◆ **Information supplied**:
************

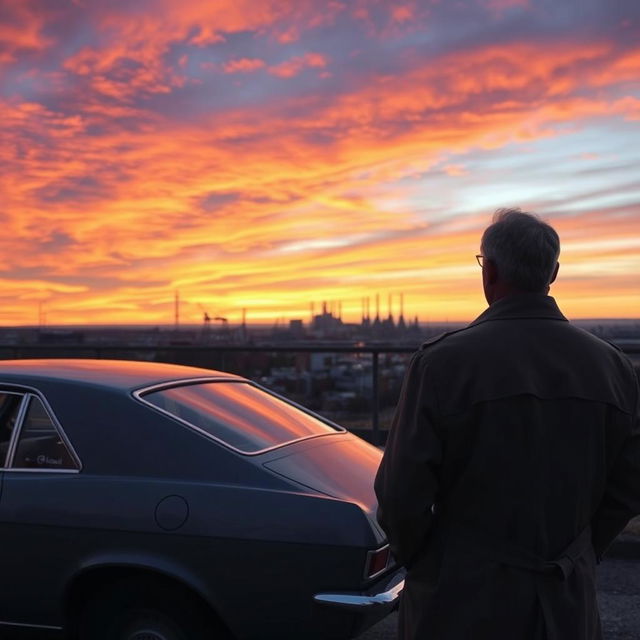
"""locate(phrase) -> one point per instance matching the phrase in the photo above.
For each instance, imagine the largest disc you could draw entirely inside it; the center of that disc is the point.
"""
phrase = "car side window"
(40, 445)
(9, 409)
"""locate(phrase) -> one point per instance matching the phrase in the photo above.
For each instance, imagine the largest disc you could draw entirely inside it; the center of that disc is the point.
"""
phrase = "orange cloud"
(114, 203)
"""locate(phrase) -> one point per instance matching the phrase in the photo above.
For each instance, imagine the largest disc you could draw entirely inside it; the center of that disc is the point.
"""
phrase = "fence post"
(375, 401)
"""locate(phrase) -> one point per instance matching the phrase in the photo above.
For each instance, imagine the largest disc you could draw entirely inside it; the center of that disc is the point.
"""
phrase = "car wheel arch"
(93, 579)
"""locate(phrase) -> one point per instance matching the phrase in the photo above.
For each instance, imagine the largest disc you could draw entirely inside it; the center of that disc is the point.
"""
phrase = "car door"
(37, 458)
(12, 408)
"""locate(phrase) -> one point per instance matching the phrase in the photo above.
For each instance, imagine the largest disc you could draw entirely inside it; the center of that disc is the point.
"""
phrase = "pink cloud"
(243, 65)
(294, 66)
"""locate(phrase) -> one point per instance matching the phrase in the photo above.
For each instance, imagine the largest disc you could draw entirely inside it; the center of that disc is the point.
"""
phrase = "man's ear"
(491, 271)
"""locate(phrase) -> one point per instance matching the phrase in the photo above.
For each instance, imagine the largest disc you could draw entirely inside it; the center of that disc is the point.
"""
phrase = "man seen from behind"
(513, 460)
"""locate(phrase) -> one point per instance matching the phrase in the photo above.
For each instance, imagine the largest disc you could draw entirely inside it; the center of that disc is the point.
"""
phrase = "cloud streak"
(267, 154)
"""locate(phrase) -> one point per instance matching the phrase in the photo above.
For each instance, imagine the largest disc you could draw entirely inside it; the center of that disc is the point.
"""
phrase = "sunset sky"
(268, 154)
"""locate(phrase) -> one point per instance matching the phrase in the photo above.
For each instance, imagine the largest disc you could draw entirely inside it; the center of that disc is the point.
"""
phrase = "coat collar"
(521, 306)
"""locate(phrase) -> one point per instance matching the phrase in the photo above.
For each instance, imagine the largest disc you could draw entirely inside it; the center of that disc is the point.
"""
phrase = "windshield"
(238, 413)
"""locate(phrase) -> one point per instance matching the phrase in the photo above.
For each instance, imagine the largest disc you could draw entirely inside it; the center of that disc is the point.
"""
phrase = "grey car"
(146, 501)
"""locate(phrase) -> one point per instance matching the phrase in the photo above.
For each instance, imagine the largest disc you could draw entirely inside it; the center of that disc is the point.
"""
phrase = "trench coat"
(512, 463)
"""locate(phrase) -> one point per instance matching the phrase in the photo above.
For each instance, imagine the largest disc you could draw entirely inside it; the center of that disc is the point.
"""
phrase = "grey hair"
(524, 248)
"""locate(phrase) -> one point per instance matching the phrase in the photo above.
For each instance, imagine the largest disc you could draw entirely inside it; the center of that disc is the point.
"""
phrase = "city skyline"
(265, 154)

************

◆ **About this exercise**: The records above, copied word for word without the pictures, are what should be output.

◆ **Task answer**:
"""locate(phrase) -> one point per instance matching the phrase in the photo above.
For each instance, imagine the largest disc you could draw entirely inside it; the center of that disc is the point.
"""
phrase = "car side window"
(40, 445)
(9, 409)
"""locate(phrase) -> one point per instance matching the phrase in the photo above.
For each instance, imagine the largest disc you could draw entirely inside it; the center of that disc is the point.
"""
phrase = "orange cloud"
(114, 203)
"""locate(phrase) -> one point per instance matching the phrase in the photo above.
For each instance, imagine the largest disc you could draw entirely inside it; the center of that disc is the point.
"""
phrase = "fence post"
(375, 401)
"""locate(phrase) -> one point per instance matching the phrase in the photo above.
For each instance, imagine the largest disc you could draw entirely inside it; the center of that disc is the point.
"""
phrase = "car wheel arch"
(93, 579)
"""locate(phrase) -> one point per instance matching the phrase in the photo above.
For each instance, imagine the largest disc you could draw entirely inside it; the center of that disc is the point.
"""
phrase = "car door"
(37, 458)
(12, 408)
"""locate(phrase) -> one point per instance matching the phrase in the photo above.
For each instance, imagine the largest disc you could draw entirely inside it; the center of that disc is the point.
"""
phrase = "pink cloud"
(243, 65)
(294, 66)
"""locate(phrase) -> one point per instance matching the phrase in the photo above.
For each instance, imagine the largest disc you could draw entirely inside it; the center of that disc is the point.
"""
phrase = "man's ear"
(491, 271)
"""locate(phrase) -> one point per instance matching the phrase in the photo above.
For each instance, imagine the largest disc you could draw entirely inside it; the center of that disc is the point.
"""
phrase = "man seen from behind"
(513, 460)
"""locate(phrase) -> one point per instance matching the phrase in the photo above.
For each instance, imagine the largest disc you could draw entirely inside it; the center of that disc is the point.
"""
phrase = "cloud streak"
(267, 154)
"""locate(phrase) -> one point per instance matching the phrase in the photo above.
For each instance, imagine the largest disc you could draw entirely inside it; the center of that disc is the point.
"""
phrase = "sunset sky"
(268, 154)
"""locate(phrase) -> one point per instance matching the phrase in the photo above.
For each instance, imagine the largest disc you could draw entirely inside it; the center of that disc is the point.
"""
phrase = "coat collar"
(521, 306)
"""locate(phrase) -> one point per instance matching the phrase in the photo above.
For each instance, imagine the largest disc you could draw entirely inside it; the center of that disc is the point.
"""
phrase = "windshield"
(238, 413)
"""locate(phrase) -> one point per instance matching the phrase in the photo above.
For each instance, imagine the largest disc you could draw entirely inside it; the center of that disc is the point.
"""
phrase = "grey car"
(146, 501)
"""locate(phrase) -> one point per instance matching the phrase in the photo above.
For each instance, imagine the largest disc you could draw entirely inside it; the center of that disc is the point.
"""
phrase = "trench coat"
(512, 463)
"""locate(phrase) -> one point per instance matching the phrase in the photo above.
For each instance, imagine the largest disc you could draw entirely inside it; the center of that disc is the point.
"""
phrase = "grey hair"
(524, 248)
"""locate(phrase) -> one point per instance matching the phrase in the photo above.
For each instance, imagine the largest disc you could draw entirely inside it; the center of that disc is the point.
"""
phrase = "city skyline"
(265, 154)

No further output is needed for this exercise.